■ **EXTRACTED MATERIAL**
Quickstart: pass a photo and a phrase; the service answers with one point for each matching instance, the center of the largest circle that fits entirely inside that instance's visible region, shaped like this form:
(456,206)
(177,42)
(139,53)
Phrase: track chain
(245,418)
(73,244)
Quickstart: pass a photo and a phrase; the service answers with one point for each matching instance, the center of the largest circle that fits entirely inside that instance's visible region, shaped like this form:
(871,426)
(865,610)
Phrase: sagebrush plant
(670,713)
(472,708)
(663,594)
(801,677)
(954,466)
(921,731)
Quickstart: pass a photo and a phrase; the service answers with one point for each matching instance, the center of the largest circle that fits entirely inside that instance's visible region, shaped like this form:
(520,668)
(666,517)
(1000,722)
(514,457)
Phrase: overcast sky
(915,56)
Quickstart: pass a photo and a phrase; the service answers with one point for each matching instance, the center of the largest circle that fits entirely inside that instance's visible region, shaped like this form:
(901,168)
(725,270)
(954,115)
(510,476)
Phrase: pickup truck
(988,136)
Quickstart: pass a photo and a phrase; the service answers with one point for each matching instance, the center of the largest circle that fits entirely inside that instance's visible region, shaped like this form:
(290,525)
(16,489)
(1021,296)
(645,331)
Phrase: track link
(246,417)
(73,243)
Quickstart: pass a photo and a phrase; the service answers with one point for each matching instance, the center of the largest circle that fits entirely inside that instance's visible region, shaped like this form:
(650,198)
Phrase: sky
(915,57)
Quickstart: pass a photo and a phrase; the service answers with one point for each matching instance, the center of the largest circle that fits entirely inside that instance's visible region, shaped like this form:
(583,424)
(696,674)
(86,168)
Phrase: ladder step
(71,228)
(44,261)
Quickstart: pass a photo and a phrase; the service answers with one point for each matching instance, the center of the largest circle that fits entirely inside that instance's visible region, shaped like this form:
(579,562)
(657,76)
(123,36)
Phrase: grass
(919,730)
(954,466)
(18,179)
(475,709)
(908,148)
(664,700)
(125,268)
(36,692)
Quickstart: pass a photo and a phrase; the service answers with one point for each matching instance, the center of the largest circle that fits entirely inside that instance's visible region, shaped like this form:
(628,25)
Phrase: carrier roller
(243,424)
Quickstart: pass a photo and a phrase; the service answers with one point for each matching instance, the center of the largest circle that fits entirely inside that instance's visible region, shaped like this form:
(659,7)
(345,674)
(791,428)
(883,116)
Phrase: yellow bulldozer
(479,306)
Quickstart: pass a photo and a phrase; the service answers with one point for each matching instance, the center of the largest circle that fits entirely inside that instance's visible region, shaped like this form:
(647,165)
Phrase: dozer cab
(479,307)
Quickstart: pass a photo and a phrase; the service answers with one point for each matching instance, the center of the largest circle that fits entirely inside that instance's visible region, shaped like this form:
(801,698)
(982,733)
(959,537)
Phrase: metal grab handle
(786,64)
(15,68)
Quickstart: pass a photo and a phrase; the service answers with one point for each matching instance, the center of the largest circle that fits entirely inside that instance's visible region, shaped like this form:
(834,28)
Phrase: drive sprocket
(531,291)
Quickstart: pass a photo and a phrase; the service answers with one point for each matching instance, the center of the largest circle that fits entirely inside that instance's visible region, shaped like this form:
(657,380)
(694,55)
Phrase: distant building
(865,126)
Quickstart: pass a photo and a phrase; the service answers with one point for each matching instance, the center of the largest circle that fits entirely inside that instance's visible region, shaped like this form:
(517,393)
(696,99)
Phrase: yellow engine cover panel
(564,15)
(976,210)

■ **SET PROBLEM**
Pull out each line of the data above that contains the word "yellow" and copy those lines in full.

■ **WRITTEN SOLUTION**
Phrase: yellow bulldozer
Phrase: yellow engine cover panel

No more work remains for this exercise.